→ **PROVIDED PASSAGE**:
· · · · ·

INSERT INTO CUSTOMERS VALUES (7, 'Muffy', 24, 'Indore', 10000.00 );

Populate one table using another table

You can populate the data into a table through the select statement over another table; provided the other table has a set of fields, which are required to populate the first table.

Here is the syntax −

INSERT INTO first_table_name [(column1, column2, ... columnN)] SELECT column1, column2, ...columnN FROM second_table_name [WHERE condition];
Select Query

The SQL SELECT statement is used to fetch the data from a database table which returns this data in the form of a result table. These result tables are called result-sets.

Syntax

SELECT column1, column2, columnN FROM table_name;

Here, column1, column2... are the fields of a table whose values you want to fetch. If you want to fetch all the fields available in the field, then you can use the following syntax.

SELECT * FROM table_name;

NOTE - You should only use the * if you really need all of the fields returned. In a large table with several fields it contributes to inefficiency that can be avoided by specifying the required columns.

· · · · ·

→ **ENTRIES PROVIDED**:

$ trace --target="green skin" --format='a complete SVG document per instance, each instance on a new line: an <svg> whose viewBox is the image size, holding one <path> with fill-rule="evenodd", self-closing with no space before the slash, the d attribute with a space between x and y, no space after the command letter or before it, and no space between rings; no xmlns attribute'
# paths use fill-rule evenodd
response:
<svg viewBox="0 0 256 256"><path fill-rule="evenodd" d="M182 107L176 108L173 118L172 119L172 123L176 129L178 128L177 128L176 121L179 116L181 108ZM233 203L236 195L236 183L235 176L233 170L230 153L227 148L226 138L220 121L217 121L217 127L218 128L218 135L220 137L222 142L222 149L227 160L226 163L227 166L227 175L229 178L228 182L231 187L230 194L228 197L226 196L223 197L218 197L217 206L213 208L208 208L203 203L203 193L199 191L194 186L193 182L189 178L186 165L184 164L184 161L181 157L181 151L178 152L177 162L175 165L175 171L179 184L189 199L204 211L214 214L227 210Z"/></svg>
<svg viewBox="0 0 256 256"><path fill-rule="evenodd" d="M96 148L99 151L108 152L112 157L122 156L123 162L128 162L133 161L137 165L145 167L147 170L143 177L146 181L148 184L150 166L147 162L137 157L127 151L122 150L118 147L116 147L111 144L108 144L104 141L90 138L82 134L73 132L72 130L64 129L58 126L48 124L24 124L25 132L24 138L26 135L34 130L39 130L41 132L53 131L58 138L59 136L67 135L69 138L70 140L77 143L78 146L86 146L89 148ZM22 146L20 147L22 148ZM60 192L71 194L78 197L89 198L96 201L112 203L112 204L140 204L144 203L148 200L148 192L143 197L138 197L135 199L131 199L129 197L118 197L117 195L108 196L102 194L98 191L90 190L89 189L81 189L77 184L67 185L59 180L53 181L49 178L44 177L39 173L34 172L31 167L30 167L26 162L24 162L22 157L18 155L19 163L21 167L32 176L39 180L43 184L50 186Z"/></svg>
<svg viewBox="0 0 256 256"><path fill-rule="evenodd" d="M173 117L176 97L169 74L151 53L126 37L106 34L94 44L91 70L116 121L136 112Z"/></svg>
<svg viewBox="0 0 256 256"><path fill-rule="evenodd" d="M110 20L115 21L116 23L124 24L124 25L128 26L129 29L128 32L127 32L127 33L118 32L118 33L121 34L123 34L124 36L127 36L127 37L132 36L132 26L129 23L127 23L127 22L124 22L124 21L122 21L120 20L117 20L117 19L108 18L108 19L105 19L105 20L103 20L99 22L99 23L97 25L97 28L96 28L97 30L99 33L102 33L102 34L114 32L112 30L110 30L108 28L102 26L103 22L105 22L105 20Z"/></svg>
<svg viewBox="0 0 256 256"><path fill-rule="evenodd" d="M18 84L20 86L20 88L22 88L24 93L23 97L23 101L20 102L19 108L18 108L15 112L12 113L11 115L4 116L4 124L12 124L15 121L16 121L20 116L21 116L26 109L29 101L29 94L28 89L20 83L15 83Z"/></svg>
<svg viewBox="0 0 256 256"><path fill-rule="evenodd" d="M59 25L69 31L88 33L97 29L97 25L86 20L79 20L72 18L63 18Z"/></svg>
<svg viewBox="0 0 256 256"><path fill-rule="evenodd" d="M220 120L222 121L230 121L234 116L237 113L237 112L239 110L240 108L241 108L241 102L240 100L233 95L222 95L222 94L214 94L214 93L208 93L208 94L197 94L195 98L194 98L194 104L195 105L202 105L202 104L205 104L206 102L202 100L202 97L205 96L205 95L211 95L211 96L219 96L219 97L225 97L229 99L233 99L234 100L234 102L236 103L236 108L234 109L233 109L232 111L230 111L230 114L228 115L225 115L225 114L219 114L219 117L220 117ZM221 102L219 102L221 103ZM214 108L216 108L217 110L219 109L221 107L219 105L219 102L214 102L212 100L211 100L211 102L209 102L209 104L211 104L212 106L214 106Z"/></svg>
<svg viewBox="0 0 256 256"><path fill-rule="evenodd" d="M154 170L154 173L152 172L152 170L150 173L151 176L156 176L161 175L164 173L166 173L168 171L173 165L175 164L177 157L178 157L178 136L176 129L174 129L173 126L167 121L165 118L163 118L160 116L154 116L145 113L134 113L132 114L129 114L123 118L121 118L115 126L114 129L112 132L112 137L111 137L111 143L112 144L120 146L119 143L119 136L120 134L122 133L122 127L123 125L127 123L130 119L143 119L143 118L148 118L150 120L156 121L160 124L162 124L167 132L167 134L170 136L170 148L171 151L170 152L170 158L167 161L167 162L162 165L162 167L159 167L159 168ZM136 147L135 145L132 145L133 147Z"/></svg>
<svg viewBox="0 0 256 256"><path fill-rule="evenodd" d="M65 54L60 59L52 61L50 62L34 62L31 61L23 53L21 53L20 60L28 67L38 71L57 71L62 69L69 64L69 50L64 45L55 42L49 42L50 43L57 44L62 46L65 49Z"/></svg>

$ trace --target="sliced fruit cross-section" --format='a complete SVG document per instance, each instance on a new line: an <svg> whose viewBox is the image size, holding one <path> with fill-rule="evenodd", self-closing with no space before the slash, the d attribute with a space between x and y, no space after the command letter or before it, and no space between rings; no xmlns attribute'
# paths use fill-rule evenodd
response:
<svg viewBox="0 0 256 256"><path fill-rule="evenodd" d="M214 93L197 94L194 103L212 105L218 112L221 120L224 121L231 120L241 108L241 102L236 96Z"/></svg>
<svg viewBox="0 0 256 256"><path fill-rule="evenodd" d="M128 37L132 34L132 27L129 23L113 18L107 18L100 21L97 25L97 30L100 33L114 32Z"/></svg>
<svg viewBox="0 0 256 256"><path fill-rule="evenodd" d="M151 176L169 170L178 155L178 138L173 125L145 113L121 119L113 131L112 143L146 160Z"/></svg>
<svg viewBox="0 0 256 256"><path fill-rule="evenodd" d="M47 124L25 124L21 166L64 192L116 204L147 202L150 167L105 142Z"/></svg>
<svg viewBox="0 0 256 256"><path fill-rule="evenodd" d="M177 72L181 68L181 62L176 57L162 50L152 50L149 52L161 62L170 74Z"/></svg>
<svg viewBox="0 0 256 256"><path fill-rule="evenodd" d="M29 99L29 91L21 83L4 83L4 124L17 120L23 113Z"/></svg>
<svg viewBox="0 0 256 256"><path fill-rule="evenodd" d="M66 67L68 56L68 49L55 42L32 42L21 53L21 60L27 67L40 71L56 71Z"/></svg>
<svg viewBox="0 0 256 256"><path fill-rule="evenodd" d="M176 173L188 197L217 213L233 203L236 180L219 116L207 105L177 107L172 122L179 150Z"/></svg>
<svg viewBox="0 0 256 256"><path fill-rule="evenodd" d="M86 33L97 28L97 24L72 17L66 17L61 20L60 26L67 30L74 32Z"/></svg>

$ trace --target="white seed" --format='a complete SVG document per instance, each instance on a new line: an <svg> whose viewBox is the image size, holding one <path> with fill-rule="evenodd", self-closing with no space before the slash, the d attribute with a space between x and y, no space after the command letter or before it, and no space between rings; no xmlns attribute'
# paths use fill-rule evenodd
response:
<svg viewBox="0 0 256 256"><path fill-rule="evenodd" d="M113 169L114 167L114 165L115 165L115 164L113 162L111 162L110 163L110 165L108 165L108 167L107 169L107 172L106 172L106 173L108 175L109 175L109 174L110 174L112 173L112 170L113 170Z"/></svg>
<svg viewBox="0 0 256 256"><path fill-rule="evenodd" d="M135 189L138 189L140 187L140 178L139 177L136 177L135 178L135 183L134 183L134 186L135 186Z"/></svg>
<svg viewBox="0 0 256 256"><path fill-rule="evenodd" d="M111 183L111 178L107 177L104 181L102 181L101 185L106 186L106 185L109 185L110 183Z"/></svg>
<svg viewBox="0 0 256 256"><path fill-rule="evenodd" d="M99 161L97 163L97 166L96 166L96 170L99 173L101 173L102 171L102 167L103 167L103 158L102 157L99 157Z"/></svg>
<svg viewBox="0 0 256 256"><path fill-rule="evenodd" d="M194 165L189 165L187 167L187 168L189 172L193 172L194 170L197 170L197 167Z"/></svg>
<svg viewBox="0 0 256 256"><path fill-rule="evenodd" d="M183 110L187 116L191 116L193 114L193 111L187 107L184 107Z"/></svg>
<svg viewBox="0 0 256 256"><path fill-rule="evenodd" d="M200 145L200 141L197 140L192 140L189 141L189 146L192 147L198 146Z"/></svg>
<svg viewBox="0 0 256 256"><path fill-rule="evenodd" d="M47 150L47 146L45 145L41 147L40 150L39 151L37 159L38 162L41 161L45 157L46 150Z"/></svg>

· · · · ·

→ **WORK INSTRUCTIONS**:
A: Answer these questions from the SQL passage:
(i) What are the result tables returned by a SELECT statement called?
(ii) What symbol does the SELECT syntax use to fetch all available fields?
(iii) What must the other table have for its data to populate a table through a SELECT statement?
B: Shorten the paragraph of the SQL passage that begins "The SQL SELECT statement is used" into a single sentence, keeping its main facts.
C: Give a continuation of the SQL passage, starting after its last sentence.
The listing comes from a different source than the SQL passage.

→ **EXERCISE ANSWERS**:
A:
(i) They are called result-sets.
(ii) The * symbol.
(iii) It must have the set of fields required to populate the first table.

B: The SQL SELECT statement fetches data from a database table and returns it as a result table, called a result-set.

C:
Where Clause

The SQL WHERE clause is used to specify a condition while fetching the data from a single table or by joining with multiple tables. If the given condition is satisfied, then it returns a specific value from the table. You should use the WHERE clause to filter the records and fetching only the necessary records.

The WHERE clause is not only used in the SELECT statement, but it is also used in the UPDATE, DELETE statement, etc., which we will examine in the subsequent chapters.

Syntax

SELECT column1, column2, columnN FROM table_name WHERE [condition]

You can specify a condition using the comparison or logical operators like >, <, =, LIKE, NOT, etc.

Example

The following code is an example which would fetch the ID, Name and Salary fields from the CUSTOMERS table, where the salary is greater than 2000 −

SELECT ID, NAME, SALARY FROM CUSTOMERS WHERE SALARY > 2000;

The result would be -

+----+----------+----------+ | ID | NAME | SALARY | +----+----------+----------+ | 4 | Chaitali | 6500.00 | | 5 | Hardik | 8500.00 | | 6 | Komal | 4500.00 | | 7 | Muffy | 10000.00 | +----+----------+----------+

The following query is an example, which would fetch the ID, Name and Salary fields from the CUSTOMERS table for a customer with the name Hardik.

Here, it is important to note that all the strings should be given inside single quotes (''). Whereas, numeric values should be given without any quote as in the above example.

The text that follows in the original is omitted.